::: Data to process

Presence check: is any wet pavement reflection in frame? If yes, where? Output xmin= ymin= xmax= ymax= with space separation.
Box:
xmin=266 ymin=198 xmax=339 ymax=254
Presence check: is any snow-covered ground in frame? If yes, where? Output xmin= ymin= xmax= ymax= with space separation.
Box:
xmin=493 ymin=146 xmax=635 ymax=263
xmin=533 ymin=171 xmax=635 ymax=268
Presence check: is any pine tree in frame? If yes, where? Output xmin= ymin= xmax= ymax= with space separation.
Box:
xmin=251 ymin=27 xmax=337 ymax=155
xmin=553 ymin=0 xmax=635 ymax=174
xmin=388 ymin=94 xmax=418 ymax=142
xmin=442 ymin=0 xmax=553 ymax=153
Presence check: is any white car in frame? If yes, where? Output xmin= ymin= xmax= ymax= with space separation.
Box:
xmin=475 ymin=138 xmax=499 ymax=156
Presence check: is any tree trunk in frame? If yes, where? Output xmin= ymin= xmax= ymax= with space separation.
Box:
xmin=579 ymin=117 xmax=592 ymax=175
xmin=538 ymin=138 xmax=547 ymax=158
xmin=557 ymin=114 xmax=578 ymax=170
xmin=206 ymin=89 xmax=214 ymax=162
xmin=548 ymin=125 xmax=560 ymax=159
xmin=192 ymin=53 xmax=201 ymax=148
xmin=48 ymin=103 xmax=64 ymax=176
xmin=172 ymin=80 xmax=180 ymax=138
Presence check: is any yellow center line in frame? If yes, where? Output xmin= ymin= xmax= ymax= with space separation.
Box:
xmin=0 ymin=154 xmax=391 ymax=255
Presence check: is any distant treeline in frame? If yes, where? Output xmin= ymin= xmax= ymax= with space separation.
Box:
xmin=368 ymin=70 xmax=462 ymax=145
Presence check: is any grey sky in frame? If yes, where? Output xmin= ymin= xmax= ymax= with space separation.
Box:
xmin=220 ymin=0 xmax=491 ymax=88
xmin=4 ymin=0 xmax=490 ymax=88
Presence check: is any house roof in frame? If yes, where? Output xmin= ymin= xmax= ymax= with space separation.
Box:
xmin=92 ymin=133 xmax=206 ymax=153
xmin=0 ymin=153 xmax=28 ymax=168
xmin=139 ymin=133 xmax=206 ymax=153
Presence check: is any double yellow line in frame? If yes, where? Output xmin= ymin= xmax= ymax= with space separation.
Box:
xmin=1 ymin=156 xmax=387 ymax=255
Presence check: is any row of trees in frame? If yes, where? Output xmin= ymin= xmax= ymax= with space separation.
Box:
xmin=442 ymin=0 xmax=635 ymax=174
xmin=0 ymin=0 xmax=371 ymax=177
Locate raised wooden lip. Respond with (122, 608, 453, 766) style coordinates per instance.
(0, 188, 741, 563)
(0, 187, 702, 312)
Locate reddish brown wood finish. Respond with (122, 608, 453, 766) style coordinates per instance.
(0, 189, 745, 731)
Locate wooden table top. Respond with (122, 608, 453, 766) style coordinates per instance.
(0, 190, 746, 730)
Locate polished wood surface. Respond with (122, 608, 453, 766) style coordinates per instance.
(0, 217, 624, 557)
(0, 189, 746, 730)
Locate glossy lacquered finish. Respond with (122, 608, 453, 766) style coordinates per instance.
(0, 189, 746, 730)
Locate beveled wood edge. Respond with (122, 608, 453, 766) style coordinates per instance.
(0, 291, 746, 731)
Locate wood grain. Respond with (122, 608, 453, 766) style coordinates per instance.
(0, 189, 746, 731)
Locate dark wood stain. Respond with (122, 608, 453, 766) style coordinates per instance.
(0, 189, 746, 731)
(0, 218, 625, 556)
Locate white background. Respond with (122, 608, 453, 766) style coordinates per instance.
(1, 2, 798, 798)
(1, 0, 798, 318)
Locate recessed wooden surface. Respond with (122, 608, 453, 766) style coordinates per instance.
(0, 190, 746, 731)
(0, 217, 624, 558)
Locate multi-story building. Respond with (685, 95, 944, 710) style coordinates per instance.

::::::

:: Work to be completed ::
Return the records exactly, every line included.

:: Answer for the task ::
Presence check: is any wet pavement reflection in frame? If yes, where? Output xmin= ymin= xmax= ymax= with space separation.
Box:
xmin=266 ymin=198 xmax=339 ymax=254
Presence check: is any snow-covered ground in frame? If yes, where? Output xmin= ymin= xmax= ymax= with space separation.
Box:
xmin=493 ymin=146 xmax=635 ymax=263
xmin=533 ymin=171 xmax=635 ymax=268
Presence check: is any pine tree in frame? If yes, where? Output xmin= ymin= xmax= ymax= with space separation.
Box:
xmin=251 ymin=27 xmax=337 ymax=155
xmin=553 ymin=0 xmax=635 ymax=174
xmin=388 ymin=94 xmax=418 ymax=142
xmin=442 ymin=0 xmax=553 ymax=153
Presence check: is any white car in frame? If yes, where? Output xmin= ymin= xmax= ymax= with space separation.
Box:
xmin=475 ymin=138 xmax=499 ymax=156
Presence check: is any tree trunk in frame? If yes, where? Output xmin= ymin= xmax= ymax= with space separation.
Box:
xmin=579 ymin=117 xmax=592 ymax=175
xmin=538 ymin=138 xmax=547 ymax=158
xmin=557 ymin=114 xmax=578 ymax=170
xmin=206 ymin=89 xmax=214 ymax=162
xmin=548 ymin=125 xmax=560 ymax=159
xmin=192 ymin=53 xmax=201 ymax=148
xmin=48 ymin=103 xmax=64 ymax=176
xmin=172 ymin=80 xmax=180 ymax=138
Presence check: is any yellow center line in frame? If yes, where? Output xmin= ymin= xmax= ymax= with space separation.
Box:
xmin=0 ymin=154 xmax=391 ymax=255
Presence check: is any distant treeline in frame? If yes, where? Output xmin= ymin= xmax= ymax= with space separation.
Box:
xmin=368 ymin=70 xmax=462 ymax=145
Presence check: is any grey sky in frame? If yes, where? Output xmin= ymin= xmax= ymax= with space separation.
Box:
xmin=220 ymin=0 xmax=491 ymax=88
xmin=4 ymin=0 xmax=490 ymax=88
Presence check: is any house roof in frame? If yes, where? Output xmin= ymin= xmax= ymax= with space separation.
Box:
xmin=92 ymin=133 xmax=206 ymax=153
xmin=0 ymin=153 xmax=28 ymax=168
xmin=139 ymin=133 xmax=206 ymax=153
Presence check: is any double yellow line in frame? If yes, where? Output xmin= ymin= xmax= ymax= with space separation.
Box:
xmin=1 ymin=156 xmax=387 ymax=255
Presence check: is any row of trees in frame? If yes, where? Output xmin= ymin= xmax= ymax= with space separation.
Box:
xmin=442 ymin=0 xmax=635 ymax=174
xmin=0 ymin=0 xmax=371 ymax=177
Locate raised wooden lip. Respond with (122, 608, 453, 766) style coordinates per instance.
(0, 188, 741, 563)
(0, 187, 702, 312)
Locate reddish brown wood finish. Respond with (122, 608, 453, 766) style coordinates per instance.
(0, 189, 745, 731)
Locate wooden table top. Respond with (122, 608, 453, 766) style coordinates per instance.
(0, 190, 746, 730)
Locate polished wood surface. Respond with (122, 608, 453, 766) style coordinates per instance.
(0, 217, 624, 557)
(0, 189, 746, 730)
Locate glossy lacquered finish. Respond with (122, 608, 453, 766) style coordinates per instance.
(0, 189, 746, 730)
Locate beveled wood edge. Respond with (122, 608, 453, 766) style coordinates per instance.
(0, 291, 746, 731)
Locate wood grain. Respond with (122, 608, 453, 766) style coordinates per instance.
(0, 189, 746, 731)
Locate dark wood stain. Respond with (122, 608, 453, 766) style coordinates per instance.
(0, 189, 746, 731)
(0, 218, 625, 556)
Locate white background. Respond with (122, 608, 453, 766) style coordinates per instance.
(1, 2, 798, 798)
(1, 0, 798, 318)
Locate recessed wooden surface. Respond with (122, 608, 453, 766) style coordinates per instance.
(0, 190, 746, 731)
(0, 217, 624, 558)
Locate multi-story building. Respond with (685, 95, 944, 710) style coordinates per instance.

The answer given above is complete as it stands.